_WHAT YOU ARE ASKED TO DO_
Continue the article below about a South Korean intelligence agent's contacts with Kerry campaign fundraisers, starting after its last sentence. The lines that follow the article are not part of it.

FrontPageMagazine.com ^ | 11/01/04 | Lt. Col. Gordon Cucullu

Posted on 11/01/2004 1:07:19 AM PST by kattracks

An AP news report in late September noted that an agent employed by South Korea’s National Intelligence Service (formerly the Korean Central Intelligence Agency) who was serving as a consular official in Los Angeles, had met with fundraisers John Kerry’s campaign. An unknown amount of money was raised by the agent and passed to the Democrat’s campaign. Reportedly, the Kerry camp returned $4,000 because of “concern about [its] origins.” Considering the amount of money foreign governments – especially Asian governments like South Korea and China – throw into American politics the $4,000 sounds like chump change, especially in light of other related information.

This intelligence agent, Chung Byung-man, previously served in Atlanta where he came into contact with an American, Rick Yi, described as a “former military attaché” who had worked in the Clinton White House. Yi became a private businessman and was an aggressive, successful Democrat Party fundraiser. Since 2003 Yi reportedly raised more than $500,000 for various Democrat candidates including an unknown amount for John Kerry. Yi visited Chung after the latter was reassigned from Atlanta to the consulate office in L.A.

 

During a visit Chung reportedly proposed to Yi that a Korean political action group be formed to support John Kerry’s presidential run. Chung was prepared to finance and assist in the startup. Then an investigative Associated Press reporter discovered that Chung was an official in South Korea’s National Intelligence Service and wrote a story about it. Almost immediately Chung fled to Korea. Anonymous officials there confirm Chung’s employment by NIS but deny that the Korean government was trying to influence a US election. The Kerry campaign denies knowledge of Chung’s true background.

 

It gets more complicated. Rick Yi was business partner to one Chun Jae-yong, who was the son of former Korean strongman Chun Doo-hwan, himself convicted in 1997 in a Korean court of bribery charges. The younger Chun wrote a check to the Kerry campaign for $2,000 which was returned. Yi now says that he and Chun have discontinued business activities. As is true in many of these cases, little is written down and personal contacts are made through networks and relationships.

 

Why does all this matter? It is old news that Asian governments – working through a loose coalition of individuals and politically oriented groups – have long sought to buy influence in US politics. South Korea has a reputation for such under the table activities. During the mid 1970s a character named Park Tong-sun established himself in Georgetown and became a prime mover and shaker on the Washington scene. A scandal broke surrounding Park and later investigation disclosed the attempted and successful bribery of many U.S. Congressmen.

_RECORDED DATA_
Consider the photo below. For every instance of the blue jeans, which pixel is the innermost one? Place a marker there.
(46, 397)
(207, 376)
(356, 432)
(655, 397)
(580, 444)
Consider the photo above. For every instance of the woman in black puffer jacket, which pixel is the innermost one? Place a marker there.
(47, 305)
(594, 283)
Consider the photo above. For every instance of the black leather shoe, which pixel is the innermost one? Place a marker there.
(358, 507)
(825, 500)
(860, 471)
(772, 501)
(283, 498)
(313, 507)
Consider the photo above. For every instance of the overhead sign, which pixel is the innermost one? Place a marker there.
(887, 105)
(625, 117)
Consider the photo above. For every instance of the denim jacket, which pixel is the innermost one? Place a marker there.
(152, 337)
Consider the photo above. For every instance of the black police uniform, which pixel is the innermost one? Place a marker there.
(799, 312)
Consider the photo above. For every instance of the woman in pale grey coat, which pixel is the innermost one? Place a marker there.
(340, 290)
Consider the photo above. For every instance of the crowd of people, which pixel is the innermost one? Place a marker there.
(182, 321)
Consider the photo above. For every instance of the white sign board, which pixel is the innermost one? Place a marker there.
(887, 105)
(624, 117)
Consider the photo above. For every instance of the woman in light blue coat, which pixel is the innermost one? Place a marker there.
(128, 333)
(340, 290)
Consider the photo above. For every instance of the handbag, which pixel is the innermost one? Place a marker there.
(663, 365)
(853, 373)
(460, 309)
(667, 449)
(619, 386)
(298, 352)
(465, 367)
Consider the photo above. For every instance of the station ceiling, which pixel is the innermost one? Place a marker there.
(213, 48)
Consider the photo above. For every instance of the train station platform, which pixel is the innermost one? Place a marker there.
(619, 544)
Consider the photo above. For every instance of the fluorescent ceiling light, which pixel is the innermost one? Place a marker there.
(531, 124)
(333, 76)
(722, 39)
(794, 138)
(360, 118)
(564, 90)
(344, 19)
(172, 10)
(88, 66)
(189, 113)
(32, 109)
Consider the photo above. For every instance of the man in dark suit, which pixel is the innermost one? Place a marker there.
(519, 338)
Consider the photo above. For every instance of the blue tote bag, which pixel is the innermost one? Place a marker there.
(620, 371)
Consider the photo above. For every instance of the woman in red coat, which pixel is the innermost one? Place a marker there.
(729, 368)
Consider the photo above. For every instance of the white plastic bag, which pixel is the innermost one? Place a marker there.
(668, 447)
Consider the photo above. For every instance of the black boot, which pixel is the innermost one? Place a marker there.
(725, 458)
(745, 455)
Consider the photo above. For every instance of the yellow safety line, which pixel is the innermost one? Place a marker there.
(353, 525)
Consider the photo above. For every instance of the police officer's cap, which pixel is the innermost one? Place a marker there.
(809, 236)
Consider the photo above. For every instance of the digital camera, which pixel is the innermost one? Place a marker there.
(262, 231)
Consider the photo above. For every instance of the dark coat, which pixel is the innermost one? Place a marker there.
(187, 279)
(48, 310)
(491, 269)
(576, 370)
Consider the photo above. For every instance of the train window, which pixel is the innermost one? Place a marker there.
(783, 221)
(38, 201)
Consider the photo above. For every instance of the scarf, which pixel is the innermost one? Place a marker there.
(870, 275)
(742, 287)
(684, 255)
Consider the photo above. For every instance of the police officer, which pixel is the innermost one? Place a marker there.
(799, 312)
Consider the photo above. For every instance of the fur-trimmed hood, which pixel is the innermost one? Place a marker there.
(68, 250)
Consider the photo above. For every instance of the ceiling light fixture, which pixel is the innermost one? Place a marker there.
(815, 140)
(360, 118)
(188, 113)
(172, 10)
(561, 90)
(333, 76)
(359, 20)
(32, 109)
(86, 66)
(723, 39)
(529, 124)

_SOLVED EXERCISE_
 

What drove the Koreans to take what many regarded as reckless actions? Quite simply, the Korean government feared that America would not honor its defensive treaty obligations, thereby inviting a North Korean attack. They saw America abandon its South Vietnamese allies to conquest by invading North Vietnamese forces despite a treaty affirming the US commitment to its security. Within a year after Saigon fell Jimmy Carter was elected president on a platform in which he vocally promised to withdraw American troops from Korea without consultation with the South Korean government, also treaty allies.

 

In the minds of Korean observers it had become impossible to trust the word of an American president. Even if he pledged support they saw proof positive that a hostile Congress could undermine him. Therefore it was necessary in the Korean worldview that they have Congressmen upon whom they could rely under any circumstances. In their society at the time the usual way to secure loyalty in a public official was through bribery. So off they went. Illegal, risky, and foolish, but understandable under the circumstances.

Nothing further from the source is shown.